No images, please. Copy each entry below exactly as it reads.

(Stored items)
Content starts

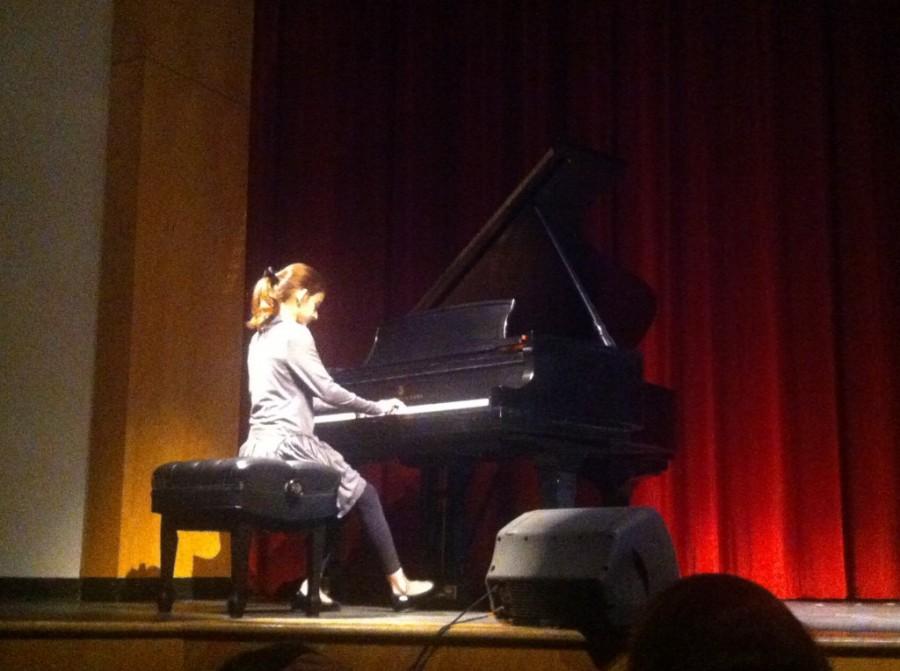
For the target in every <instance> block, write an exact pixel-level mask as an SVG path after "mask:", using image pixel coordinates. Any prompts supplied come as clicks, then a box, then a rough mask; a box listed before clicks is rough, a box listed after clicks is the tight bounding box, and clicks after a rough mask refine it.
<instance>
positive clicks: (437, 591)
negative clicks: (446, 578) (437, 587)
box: [434, 585, 459, 603]
mask: <svg viewBox="0 0 900 671" xmlns="http://www.w3.org/2000/svg"><path fill="white" fill-rule="evenodd" d="M434 598H435V599H438V600H440V601H452V602H454V603H455V602H456V600H457V599H458V598H459V589H458V588H457V586H456V585H441V586H440V588H439V589H438V590H437V593H436V594H435V597H434Z"/></svg>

Content ends

#### Written answer
For the target in every <instance> block, write an exact pixel-level mask as an SVG path after "mask:", using image pixel coordinates. Any prompts supplied come as clicks, then a box, then a rough mask; a box listed before clicks is rough, a box listed after clicks is the tight bounding box, and clicks after a rough mask refine it.
<instance>
positive clicks: (437, 591)
negative clicks: (446, 578) (437, 587)
box: [434, 585, 459, 603]
mask: <svg viewBox="0 0 900 671" xmlns="http://www.w3.org/2000/svg"><path fill="white" fill-rule="evenodd" d="M434 598H435V599H438V600H440V601H452V602H454V603H455V602H456V600H457V599H458V598H459V589H458V588H457V586H456V585H441V586H440V588H439V589H438V590H437V593H436V594H435V597H434Z"/></svg>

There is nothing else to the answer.